(Stored dataset items)
*** Begin section ***

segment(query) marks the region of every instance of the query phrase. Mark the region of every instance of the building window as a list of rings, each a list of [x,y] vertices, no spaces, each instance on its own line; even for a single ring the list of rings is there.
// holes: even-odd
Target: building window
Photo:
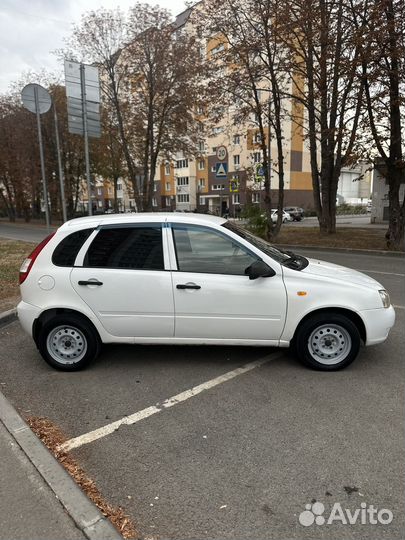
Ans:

*** End section ***

**WORK INSTRUCTIONS:**
A single number is required: the count of lines in the data above that include the word "building".

**ANSWER:**
2